Set exercise:
How many lines in the entries below contain the string "head"? Matching is case-sensitive. Reply with the number alone.

Given records:
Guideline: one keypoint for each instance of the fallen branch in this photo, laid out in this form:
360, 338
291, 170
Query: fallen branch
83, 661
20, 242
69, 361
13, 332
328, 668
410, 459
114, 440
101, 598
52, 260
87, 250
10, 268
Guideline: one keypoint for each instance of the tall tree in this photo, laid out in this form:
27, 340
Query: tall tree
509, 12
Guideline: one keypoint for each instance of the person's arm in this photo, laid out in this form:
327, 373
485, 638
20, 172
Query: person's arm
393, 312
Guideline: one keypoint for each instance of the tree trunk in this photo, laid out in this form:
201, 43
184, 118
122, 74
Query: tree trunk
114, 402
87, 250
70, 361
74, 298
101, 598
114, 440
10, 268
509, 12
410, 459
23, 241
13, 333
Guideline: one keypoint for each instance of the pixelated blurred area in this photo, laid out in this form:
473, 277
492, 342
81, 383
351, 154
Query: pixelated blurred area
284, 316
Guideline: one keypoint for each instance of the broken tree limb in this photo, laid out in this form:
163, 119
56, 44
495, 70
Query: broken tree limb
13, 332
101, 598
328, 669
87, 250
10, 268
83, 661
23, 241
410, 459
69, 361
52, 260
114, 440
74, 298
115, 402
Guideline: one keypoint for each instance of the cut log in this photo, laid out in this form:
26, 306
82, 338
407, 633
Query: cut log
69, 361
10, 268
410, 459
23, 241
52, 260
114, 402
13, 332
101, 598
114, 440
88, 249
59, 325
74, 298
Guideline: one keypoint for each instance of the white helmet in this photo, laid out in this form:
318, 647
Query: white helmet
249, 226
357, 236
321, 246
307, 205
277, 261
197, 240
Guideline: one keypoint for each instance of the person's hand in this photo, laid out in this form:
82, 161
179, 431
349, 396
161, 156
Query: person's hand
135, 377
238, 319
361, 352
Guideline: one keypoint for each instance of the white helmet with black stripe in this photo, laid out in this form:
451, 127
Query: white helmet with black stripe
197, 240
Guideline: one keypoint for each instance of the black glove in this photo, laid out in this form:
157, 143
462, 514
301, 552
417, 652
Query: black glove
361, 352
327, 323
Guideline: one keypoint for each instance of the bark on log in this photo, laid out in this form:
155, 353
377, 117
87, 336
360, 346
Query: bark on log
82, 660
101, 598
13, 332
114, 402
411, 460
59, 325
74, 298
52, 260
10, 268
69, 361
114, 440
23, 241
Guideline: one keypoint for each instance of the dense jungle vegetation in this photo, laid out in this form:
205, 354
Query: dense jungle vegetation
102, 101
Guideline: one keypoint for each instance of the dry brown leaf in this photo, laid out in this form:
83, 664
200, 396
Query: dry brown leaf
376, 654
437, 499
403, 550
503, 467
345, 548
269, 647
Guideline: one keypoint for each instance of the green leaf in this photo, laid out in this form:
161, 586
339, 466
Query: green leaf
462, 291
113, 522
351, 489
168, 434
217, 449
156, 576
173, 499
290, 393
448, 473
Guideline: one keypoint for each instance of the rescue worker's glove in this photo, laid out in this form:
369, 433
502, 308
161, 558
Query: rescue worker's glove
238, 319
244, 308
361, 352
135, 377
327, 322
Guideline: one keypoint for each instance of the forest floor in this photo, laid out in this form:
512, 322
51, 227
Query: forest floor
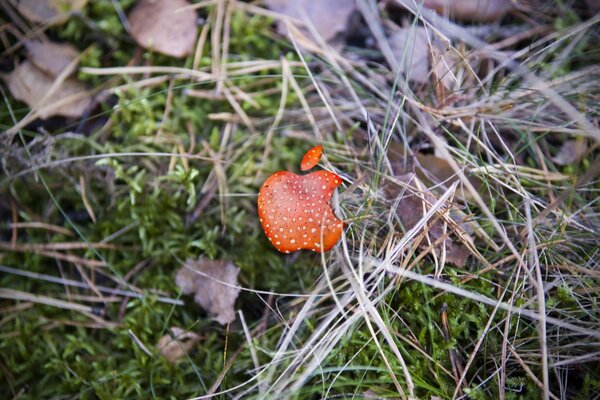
135, 137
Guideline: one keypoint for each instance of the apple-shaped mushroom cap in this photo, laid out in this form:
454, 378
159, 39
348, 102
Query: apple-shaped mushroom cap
295, 213
311, 158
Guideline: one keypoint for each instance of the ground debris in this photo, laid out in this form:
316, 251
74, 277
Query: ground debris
165, 26
471, 10
50, 57
31, 85
177, 346
214, 285
329, 18
49, 10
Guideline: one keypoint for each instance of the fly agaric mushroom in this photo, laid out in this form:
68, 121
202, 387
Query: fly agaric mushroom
311, 158
294, 209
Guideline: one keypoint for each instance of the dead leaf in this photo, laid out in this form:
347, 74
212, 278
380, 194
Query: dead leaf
162, 25
29, 84
214, 285
471, 10
330, 18
414, 203
177, 346
52, 58
571, 152
46, 10
410, 46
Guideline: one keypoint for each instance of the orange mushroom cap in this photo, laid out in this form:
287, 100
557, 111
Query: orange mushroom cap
295, 213
311, 158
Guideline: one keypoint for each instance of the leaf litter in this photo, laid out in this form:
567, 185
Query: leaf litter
165, 26
50, 57
214, 286
177, 346
43, 11
30, 85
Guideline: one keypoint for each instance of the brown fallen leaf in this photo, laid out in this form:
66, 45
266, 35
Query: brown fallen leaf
571, 152
176, 347
410, 47
162, 25
412, 207
330, 18
51, 58
471, 10
29, 84
45, 10
214, 285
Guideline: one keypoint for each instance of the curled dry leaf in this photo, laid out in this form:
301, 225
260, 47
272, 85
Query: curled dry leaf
47, 10
164, 26
411, 50
177, 346
413, 204
330, 18
213, 284
30, 85
51, 58
471, 10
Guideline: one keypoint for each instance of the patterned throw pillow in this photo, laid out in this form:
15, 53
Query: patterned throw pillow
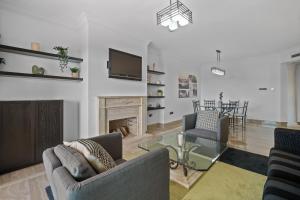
207, 119
95, 154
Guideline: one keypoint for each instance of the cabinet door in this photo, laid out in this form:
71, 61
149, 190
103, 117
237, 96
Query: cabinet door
16, 135
48, 126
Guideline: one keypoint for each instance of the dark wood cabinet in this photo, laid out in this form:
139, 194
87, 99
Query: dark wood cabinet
27, 128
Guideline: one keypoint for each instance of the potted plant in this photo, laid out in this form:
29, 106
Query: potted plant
63, 57
160, 92
75, 72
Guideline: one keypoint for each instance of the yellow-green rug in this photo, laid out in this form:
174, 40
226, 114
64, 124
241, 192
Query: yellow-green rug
221, 182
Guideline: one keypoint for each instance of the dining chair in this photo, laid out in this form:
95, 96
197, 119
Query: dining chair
196, 105
242, 115
229, 109
210, 104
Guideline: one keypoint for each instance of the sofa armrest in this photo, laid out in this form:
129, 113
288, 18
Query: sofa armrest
223, 129
146, 177
287, 140
112, 143
189, 121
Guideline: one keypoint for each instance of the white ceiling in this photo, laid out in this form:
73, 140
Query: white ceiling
240, 28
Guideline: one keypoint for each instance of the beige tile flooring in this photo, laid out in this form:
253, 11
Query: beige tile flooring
29, 183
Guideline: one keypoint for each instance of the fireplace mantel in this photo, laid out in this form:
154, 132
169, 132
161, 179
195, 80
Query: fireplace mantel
122, 107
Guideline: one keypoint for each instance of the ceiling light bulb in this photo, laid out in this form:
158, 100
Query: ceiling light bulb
173, 26
218, 71
166, 23
181, 20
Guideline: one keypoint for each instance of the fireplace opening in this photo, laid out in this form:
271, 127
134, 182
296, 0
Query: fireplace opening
125, 126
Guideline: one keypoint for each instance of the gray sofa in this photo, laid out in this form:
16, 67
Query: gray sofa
145, 177
221, 134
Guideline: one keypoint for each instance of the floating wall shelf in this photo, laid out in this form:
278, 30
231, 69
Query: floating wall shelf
25, 75
41, 54
156, 96
156, 108
155, 72
155, 84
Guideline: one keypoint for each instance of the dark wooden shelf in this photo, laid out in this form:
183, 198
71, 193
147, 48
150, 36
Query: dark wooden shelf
26, 75
41, 54
155, 84
156, 96
295, 55
156, 108
155, 72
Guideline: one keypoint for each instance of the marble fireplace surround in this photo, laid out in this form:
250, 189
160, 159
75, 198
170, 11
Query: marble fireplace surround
118, 108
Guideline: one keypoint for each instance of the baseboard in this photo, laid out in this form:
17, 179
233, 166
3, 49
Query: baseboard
161, 125
267, 123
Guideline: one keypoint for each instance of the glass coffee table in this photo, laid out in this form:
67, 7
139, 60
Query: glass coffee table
188, 150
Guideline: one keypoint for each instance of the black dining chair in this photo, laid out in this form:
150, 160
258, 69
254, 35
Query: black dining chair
210, 104
196, 105
242, 116
229, 109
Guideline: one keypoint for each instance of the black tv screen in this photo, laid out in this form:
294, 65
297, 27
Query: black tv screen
124, 65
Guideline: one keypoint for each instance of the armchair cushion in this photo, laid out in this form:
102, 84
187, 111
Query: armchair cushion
96, 155
287, 140
74, 162
207, 119
203, 133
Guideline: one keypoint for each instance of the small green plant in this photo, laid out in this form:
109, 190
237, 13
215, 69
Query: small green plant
160, 92
2, 61
74, 69
63, 57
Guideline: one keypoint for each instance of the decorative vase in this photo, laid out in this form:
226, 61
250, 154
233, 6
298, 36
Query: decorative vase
75, 74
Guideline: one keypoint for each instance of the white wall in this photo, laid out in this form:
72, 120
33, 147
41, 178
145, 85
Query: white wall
91, 42
298, 91
154, 56
100, 39
243, 79
179, 106
19, 30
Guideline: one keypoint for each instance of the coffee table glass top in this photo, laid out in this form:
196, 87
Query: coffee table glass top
188, 150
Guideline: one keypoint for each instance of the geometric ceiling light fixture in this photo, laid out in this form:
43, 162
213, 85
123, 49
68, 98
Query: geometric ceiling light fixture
174, 16
218, 70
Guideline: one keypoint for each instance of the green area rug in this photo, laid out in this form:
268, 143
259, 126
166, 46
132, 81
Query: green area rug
221, 182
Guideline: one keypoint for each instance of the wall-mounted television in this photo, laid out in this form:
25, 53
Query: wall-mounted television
124, 65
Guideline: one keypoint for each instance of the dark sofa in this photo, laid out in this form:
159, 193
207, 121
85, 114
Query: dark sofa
283, 181
221, 134
145, 177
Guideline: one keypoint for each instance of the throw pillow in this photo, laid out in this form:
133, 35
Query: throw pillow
95, 154
74, 162
207, 119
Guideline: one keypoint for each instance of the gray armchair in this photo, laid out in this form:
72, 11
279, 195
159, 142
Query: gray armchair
146, 177
221, 134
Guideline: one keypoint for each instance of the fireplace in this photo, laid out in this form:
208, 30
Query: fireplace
118, 112
125, 126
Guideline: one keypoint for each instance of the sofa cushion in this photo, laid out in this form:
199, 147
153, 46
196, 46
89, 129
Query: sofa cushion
120, 161
95, 154
207, 119
74, 162
203, 133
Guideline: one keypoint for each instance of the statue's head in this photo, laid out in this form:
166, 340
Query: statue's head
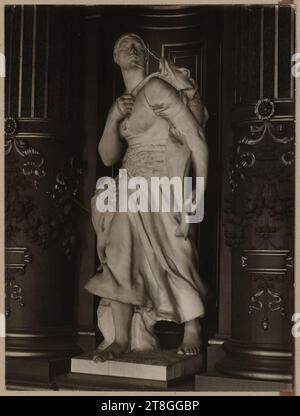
130, 51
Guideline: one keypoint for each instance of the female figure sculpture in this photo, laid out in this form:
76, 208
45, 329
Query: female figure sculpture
148, 260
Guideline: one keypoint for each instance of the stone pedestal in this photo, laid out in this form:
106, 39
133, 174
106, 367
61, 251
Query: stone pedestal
153, 368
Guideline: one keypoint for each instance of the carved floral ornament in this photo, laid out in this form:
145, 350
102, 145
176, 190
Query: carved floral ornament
34, 163
276, 144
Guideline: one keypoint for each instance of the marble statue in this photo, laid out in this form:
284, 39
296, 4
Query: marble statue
149, 261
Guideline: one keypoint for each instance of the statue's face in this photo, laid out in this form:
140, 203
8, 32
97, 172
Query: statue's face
130, 53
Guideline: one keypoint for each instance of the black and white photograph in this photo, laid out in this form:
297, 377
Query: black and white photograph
150, 198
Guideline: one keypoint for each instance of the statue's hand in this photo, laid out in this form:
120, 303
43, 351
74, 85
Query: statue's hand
122, 107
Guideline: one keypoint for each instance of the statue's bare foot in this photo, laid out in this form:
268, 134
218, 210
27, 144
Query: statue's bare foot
113, 351
192, 339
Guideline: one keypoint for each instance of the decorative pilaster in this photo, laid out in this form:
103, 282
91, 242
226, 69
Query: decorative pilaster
259, 211
42, 180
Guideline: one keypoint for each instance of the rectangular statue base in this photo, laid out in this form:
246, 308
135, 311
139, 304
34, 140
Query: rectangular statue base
159, 365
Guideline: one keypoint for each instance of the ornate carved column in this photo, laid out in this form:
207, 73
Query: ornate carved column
42, 180
260, 207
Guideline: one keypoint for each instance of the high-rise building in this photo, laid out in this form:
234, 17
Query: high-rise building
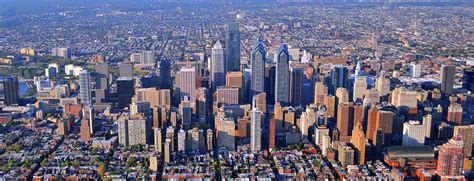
455, 114
102, 83
125, 69
360, 86
218, 64
225, 128
467, 134
345, 154
447, 79
345, 120
158, 140
415, 70
296, 86
133, 130
85, 87
413, 134
258, 68
256, 130
340, 78
232, 47
383, 85
165, 74
358, 140
11, 88
451, 159
282, 83
187, 83
125, 91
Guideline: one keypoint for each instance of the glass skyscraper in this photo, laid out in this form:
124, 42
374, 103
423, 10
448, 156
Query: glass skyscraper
282, 87
233, 47
258, 68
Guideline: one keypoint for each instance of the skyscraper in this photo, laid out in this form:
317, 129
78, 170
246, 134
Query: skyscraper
165, 74
11, 88
258, 68
125, 91
413, 134
345, 120
447, 79
256, 130
450, 160
187, 83
340, 78
360, 86
85, 87
218, 64
101, 83
282, 87
232, 47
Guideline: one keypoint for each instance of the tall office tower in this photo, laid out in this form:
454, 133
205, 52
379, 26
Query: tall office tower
165, 74
85, 130
227, 95
125, 91
413, 134
384, 122
125, 69
218, 64
330, 104
186, 111
209, 139
383, 85
140, 108
272, 133
85, 87
319, 132
447, 79
320, 90
261, 102
64, 52
256, 130
236, 79
345, 154
258, 68
358, 140
148, 57
345, 120
360, 87
202, 104
428, 124
135, 57
296, 86
169, 134
11, 89
225, 133
168, 150
282, 83
340, 78
342, 95
451, 159
359, 114
415, 70
158, 140
232, 47
467, 134
156, 98
187, 83
455, 114
102, 83
181, 140
133, 130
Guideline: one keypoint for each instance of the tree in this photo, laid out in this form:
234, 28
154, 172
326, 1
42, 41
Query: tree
101, 169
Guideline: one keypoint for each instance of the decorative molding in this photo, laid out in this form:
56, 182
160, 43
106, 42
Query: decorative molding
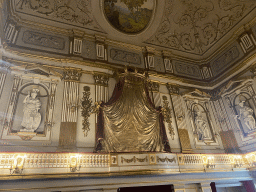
86, 105
134, 159
185, 141
153, 86
166, 159
40, 39
225, 60
12, 103
187, 70
124, 56
72, 74
173, 89
70, 101
101, 80
3, 74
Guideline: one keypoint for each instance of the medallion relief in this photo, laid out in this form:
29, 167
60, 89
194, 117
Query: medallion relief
129, 16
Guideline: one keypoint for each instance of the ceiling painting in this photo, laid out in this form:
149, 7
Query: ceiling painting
129, 16
73, 12
194, 26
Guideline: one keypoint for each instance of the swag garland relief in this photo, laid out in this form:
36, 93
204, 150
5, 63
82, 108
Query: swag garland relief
29, 114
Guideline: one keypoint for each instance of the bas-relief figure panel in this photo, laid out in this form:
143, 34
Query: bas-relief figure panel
188, 27
40, 40
31, 109
125, 57
75, 12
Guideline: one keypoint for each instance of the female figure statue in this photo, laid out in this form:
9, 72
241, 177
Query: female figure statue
202, 126
246, 114
31, 118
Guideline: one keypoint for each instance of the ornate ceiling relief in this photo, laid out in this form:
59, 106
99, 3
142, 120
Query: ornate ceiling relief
194, 26
75, 12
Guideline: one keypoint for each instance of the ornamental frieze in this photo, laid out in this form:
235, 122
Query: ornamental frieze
40, 39
124, 56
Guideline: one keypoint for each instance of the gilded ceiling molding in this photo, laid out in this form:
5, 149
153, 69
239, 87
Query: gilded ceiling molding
181, 30
208, 85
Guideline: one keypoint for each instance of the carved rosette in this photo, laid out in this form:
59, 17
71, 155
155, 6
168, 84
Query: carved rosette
86, 110
173, 89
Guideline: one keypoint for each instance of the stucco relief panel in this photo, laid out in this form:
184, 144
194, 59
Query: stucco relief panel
199, 24
75, 12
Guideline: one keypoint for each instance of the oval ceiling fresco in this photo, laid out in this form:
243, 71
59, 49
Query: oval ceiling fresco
129, 16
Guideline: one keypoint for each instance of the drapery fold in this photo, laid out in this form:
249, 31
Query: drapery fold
128, 122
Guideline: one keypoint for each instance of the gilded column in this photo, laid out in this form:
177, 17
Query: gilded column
179, 115
69, 114
3, 74
154, 93
101, 87
12, 103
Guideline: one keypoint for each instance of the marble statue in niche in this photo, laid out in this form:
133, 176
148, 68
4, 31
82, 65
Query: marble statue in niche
202, 126
31, 117
246, 114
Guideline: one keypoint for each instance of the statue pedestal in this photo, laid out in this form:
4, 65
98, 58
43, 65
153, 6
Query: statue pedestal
25, 135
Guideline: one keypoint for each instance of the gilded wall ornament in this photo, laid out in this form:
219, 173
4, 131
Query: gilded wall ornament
86, 103
40, 39
124, 56
72, 75
166, 111
134, 159
166, 159
129, 16
101, 80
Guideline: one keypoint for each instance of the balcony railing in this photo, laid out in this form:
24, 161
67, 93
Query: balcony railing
42, 164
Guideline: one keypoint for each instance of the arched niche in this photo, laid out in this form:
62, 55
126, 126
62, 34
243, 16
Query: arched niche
202, 125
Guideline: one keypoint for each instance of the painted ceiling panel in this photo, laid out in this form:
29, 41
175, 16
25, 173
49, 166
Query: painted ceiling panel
194, 26
75, 12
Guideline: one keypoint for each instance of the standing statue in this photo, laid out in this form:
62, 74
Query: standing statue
246, 114
202, 126
31, 118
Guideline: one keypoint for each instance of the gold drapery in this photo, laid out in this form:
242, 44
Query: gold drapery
131, 123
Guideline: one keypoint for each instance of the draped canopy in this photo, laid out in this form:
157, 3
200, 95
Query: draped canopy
129, 122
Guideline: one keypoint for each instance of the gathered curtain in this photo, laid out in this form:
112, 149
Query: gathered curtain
129, 122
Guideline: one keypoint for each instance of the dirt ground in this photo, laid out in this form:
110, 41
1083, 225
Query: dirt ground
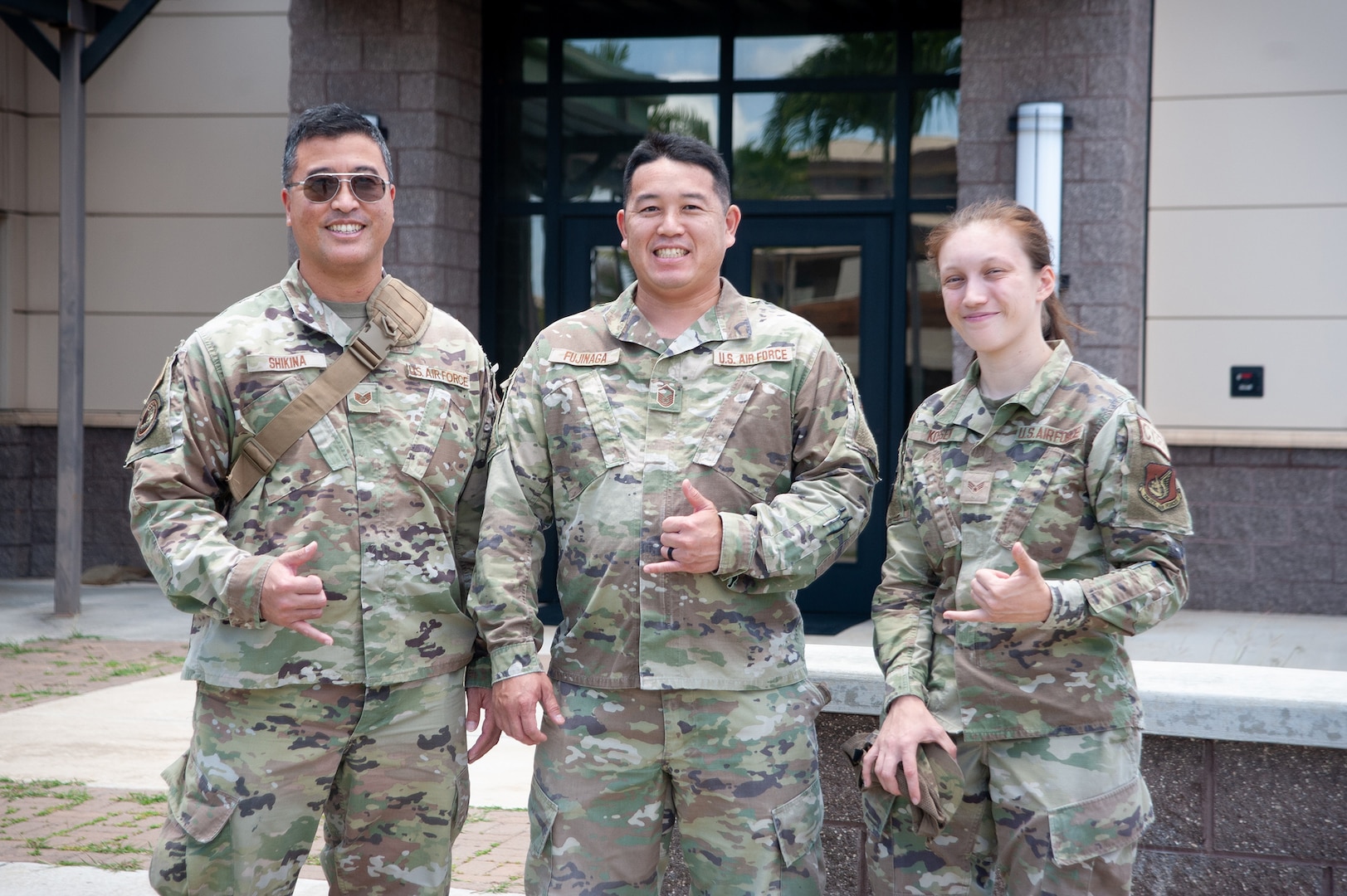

Answer to the task:
2